Object position labeling entries:

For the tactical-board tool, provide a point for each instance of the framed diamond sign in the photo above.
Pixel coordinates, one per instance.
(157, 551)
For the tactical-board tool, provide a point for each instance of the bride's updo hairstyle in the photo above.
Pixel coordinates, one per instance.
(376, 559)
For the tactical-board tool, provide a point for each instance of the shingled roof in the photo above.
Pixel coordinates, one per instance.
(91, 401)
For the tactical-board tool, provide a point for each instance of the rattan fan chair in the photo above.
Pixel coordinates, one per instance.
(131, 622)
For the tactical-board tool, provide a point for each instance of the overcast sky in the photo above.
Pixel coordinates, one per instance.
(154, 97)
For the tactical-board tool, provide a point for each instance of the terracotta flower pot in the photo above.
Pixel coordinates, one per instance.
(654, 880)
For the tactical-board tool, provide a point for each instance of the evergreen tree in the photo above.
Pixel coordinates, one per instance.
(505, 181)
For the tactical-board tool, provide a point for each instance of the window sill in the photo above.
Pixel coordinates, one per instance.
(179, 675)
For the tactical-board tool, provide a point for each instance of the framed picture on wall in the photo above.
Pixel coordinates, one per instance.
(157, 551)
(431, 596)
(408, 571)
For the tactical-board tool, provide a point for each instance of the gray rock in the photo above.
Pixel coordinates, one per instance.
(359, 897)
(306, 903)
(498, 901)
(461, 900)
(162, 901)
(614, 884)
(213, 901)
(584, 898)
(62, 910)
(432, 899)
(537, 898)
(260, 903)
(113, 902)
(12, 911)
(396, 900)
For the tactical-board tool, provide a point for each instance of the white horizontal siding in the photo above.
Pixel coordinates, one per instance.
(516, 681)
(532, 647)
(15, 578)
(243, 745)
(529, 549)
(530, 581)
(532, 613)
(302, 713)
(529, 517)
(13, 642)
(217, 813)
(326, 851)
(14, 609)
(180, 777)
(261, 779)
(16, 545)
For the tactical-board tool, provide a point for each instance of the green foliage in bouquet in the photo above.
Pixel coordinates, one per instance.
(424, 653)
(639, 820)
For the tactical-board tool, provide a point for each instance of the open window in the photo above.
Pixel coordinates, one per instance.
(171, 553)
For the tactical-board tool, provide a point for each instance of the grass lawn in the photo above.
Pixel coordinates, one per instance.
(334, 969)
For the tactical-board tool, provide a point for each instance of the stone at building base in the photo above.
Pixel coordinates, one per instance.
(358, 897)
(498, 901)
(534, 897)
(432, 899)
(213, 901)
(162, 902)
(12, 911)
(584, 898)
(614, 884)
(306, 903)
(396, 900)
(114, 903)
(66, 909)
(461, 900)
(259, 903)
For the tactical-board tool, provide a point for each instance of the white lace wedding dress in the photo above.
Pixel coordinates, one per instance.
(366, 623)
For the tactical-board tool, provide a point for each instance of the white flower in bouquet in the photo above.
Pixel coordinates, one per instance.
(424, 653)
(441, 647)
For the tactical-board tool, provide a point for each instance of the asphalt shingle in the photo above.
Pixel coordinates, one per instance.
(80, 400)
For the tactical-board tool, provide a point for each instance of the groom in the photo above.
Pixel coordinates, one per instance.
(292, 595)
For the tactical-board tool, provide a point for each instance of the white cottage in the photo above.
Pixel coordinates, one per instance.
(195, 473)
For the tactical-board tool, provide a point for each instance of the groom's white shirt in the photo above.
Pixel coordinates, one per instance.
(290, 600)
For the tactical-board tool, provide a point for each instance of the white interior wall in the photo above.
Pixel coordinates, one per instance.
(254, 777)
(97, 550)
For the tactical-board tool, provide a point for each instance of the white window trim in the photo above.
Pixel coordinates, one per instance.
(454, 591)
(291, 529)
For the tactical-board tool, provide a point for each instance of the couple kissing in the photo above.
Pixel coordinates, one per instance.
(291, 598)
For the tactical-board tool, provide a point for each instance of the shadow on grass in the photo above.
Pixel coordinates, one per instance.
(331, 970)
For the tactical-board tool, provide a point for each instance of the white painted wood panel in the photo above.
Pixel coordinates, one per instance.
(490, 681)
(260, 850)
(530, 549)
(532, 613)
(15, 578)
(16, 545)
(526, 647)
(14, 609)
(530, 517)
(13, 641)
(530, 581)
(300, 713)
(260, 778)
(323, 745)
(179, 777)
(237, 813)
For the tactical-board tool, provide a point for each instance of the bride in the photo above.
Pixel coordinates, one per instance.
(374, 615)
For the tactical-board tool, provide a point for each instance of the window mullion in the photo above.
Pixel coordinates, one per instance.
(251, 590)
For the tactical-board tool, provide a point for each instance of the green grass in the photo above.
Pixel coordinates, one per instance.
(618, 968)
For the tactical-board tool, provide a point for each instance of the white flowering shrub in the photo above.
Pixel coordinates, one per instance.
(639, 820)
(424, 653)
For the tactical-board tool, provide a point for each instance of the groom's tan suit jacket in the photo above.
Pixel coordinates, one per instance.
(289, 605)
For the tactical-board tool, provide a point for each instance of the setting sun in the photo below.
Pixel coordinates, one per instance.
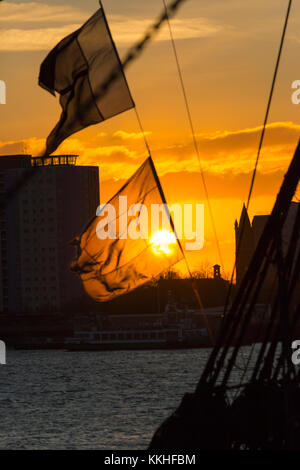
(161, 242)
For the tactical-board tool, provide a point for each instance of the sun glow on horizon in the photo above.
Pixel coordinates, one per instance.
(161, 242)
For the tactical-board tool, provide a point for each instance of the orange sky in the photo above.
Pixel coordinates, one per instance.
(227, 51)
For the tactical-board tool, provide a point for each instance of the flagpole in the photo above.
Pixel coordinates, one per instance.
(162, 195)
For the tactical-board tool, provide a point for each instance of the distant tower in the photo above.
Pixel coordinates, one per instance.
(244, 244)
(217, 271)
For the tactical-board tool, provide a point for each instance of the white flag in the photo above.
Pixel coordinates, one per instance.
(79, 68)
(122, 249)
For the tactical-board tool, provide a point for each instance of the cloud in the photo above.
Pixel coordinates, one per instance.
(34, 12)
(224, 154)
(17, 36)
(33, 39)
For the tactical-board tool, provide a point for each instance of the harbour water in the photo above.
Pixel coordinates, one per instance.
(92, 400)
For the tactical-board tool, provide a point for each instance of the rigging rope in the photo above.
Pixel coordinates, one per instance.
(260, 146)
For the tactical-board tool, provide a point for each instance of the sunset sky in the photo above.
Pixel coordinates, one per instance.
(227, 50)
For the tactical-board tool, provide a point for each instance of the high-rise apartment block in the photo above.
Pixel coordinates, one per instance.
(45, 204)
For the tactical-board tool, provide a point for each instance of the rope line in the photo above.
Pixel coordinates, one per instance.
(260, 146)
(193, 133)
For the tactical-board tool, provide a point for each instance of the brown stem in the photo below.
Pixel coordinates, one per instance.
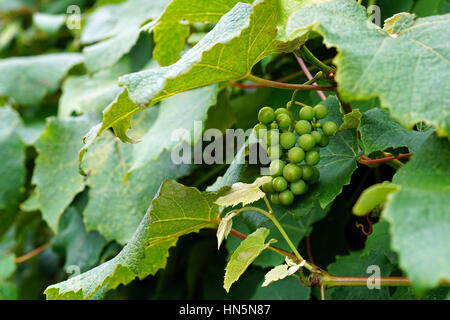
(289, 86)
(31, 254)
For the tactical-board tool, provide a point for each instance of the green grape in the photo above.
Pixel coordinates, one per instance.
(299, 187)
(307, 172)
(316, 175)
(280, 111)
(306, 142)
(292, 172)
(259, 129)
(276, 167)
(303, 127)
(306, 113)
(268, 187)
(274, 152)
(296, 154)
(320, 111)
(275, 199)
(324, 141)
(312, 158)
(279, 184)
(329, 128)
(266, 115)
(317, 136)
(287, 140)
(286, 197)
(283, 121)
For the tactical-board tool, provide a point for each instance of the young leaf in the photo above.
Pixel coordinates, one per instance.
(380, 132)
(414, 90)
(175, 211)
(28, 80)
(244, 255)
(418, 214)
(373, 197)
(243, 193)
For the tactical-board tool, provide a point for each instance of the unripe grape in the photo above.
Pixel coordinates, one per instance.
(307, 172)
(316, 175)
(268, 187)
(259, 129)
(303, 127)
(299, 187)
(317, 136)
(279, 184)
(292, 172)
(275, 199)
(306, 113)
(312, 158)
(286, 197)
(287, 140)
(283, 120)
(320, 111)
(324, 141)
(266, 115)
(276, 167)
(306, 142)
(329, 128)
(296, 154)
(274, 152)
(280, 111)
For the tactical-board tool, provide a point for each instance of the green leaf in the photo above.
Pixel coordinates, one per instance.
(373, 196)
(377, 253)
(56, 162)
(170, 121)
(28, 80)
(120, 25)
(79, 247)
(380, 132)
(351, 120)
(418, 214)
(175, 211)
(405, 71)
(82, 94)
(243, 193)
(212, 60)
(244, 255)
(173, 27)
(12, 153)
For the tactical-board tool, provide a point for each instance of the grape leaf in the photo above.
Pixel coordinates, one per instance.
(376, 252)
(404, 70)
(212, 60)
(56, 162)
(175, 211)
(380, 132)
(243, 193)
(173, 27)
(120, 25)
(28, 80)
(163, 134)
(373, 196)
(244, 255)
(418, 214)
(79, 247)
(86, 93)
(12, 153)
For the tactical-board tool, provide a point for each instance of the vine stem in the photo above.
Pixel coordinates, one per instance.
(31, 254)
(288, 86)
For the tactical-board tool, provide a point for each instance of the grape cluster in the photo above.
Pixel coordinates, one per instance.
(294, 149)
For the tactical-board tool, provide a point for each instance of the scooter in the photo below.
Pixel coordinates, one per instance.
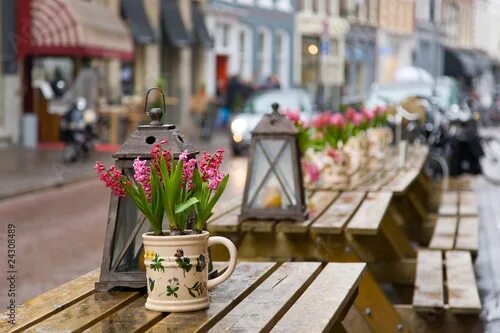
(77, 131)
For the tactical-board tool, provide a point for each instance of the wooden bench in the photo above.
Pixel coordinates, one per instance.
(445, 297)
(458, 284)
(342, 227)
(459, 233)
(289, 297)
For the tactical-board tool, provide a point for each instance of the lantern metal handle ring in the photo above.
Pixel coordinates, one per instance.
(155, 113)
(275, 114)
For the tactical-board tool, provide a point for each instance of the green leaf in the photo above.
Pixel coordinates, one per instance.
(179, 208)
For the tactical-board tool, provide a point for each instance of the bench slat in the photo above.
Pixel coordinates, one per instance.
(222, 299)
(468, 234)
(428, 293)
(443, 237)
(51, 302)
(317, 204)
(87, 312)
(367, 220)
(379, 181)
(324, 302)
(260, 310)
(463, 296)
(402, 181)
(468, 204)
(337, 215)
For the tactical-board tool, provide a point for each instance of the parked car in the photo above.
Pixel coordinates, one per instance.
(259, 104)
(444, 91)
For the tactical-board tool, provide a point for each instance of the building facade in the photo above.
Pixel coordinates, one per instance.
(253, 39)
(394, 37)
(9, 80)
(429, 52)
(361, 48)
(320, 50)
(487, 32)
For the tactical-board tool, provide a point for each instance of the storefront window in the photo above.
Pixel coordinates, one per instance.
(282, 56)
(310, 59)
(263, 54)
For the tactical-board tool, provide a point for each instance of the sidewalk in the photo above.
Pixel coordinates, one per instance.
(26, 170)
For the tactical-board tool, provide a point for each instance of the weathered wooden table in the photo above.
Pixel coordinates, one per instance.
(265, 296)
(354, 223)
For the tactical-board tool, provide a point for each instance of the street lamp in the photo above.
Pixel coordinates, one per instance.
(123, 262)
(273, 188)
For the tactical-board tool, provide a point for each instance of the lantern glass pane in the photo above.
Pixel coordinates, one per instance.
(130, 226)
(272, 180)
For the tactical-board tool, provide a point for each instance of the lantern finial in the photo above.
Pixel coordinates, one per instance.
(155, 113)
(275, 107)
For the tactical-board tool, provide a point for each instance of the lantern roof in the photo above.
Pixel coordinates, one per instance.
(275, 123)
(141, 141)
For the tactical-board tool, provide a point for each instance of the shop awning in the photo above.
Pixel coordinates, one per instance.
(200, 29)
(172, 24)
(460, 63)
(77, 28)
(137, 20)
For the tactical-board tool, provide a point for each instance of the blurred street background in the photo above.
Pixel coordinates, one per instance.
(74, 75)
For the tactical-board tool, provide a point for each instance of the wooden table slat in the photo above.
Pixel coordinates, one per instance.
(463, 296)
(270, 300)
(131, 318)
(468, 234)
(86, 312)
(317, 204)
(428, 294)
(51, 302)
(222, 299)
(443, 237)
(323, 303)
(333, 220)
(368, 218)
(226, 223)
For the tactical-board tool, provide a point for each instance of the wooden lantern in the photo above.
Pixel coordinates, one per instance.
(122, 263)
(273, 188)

--

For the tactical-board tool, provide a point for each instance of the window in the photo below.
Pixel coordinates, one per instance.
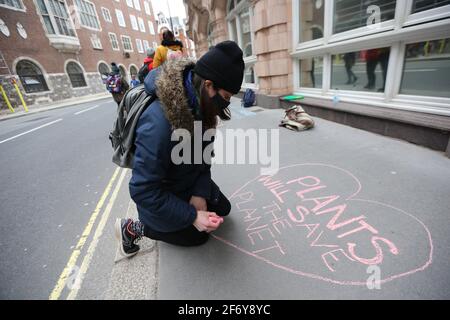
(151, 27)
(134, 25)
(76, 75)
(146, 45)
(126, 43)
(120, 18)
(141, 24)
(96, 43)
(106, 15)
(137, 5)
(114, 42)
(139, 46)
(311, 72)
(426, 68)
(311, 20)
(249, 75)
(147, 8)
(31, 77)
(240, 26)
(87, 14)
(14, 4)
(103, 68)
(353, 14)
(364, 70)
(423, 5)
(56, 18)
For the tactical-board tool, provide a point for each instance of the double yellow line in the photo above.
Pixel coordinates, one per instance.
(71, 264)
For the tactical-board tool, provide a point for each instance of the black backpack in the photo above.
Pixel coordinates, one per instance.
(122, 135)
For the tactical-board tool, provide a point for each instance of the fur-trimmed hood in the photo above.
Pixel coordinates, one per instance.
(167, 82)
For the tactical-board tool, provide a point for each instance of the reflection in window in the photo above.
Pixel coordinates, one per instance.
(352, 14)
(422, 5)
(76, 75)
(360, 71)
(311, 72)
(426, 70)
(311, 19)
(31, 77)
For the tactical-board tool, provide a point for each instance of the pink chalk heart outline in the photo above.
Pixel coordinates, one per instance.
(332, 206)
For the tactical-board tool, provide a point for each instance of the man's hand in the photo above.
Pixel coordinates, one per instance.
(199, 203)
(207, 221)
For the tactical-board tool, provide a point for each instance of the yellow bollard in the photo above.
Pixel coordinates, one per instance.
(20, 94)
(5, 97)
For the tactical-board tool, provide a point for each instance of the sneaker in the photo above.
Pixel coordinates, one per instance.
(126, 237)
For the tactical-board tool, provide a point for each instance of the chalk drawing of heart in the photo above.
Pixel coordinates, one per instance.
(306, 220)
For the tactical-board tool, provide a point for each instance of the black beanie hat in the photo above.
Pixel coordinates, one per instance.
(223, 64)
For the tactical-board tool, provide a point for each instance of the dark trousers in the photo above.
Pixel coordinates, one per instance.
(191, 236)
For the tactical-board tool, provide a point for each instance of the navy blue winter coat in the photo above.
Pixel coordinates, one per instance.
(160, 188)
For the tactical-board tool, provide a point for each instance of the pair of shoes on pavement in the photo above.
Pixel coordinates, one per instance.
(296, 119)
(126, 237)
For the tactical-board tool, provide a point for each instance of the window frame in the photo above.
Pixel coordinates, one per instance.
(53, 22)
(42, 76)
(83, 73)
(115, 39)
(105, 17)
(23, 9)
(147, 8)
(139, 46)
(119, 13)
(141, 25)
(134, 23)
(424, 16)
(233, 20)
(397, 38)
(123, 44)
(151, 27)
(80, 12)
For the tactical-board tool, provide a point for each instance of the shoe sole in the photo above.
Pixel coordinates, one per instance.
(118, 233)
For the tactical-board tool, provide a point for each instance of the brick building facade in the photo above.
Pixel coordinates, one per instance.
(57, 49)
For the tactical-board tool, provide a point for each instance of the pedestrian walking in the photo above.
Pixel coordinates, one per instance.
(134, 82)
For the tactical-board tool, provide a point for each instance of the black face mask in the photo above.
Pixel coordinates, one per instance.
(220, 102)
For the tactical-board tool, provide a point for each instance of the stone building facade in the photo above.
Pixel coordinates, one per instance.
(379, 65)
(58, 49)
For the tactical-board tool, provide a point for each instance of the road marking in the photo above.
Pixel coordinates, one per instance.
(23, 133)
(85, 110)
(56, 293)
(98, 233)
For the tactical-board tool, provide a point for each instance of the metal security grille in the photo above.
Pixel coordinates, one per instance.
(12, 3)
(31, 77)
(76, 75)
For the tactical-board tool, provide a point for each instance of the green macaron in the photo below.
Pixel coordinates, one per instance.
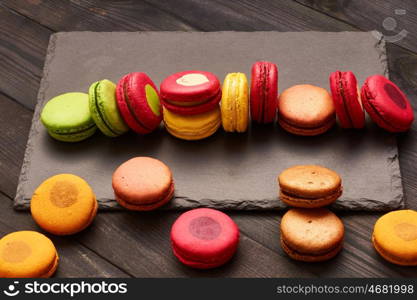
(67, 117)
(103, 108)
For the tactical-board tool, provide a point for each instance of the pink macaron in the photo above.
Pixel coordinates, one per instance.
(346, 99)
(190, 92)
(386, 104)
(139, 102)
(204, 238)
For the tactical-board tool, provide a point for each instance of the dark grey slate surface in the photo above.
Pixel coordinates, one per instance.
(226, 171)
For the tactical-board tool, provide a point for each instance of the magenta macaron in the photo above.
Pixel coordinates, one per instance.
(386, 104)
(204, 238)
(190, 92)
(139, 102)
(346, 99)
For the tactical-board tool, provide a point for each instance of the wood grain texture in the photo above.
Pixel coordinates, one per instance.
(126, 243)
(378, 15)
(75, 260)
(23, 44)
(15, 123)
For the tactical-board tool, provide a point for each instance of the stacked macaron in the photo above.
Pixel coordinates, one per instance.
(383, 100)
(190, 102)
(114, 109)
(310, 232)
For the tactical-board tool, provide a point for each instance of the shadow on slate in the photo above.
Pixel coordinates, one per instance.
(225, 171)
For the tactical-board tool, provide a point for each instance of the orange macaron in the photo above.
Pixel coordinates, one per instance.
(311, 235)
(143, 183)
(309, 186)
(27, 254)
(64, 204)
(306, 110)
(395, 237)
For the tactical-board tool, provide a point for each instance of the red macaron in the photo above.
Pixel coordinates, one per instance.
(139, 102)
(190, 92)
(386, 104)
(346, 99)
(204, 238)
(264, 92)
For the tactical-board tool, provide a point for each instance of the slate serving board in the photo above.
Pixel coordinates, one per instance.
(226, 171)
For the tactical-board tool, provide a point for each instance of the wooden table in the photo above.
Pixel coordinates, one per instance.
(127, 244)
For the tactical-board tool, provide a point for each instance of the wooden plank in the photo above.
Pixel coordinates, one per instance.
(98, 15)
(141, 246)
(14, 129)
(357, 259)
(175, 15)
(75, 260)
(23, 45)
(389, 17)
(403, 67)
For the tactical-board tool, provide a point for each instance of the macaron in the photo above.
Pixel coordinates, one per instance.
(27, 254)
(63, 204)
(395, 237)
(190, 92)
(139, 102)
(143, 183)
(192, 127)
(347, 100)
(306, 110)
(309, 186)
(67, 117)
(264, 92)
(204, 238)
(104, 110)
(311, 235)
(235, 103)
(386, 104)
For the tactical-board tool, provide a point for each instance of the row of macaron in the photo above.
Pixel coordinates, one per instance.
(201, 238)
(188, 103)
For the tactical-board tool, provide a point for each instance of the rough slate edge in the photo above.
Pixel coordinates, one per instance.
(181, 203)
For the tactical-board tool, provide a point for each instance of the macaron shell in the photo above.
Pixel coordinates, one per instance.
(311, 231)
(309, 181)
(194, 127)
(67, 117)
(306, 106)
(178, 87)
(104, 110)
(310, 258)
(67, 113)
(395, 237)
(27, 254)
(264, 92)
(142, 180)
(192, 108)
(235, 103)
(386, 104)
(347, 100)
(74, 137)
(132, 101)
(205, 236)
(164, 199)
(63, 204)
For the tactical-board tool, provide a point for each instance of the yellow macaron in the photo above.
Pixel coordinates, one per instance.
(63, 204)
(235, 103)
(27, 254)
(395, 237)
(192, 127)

** Challenge **
Gather each line of the data above that contains the word "rope". Case counts.

** Correct result **
For the tactical-board tool, provide a point for each instance of the rigging rope in the photo above.
For the tactical-board tool, provide a point for each instance of the rope line in the photo above.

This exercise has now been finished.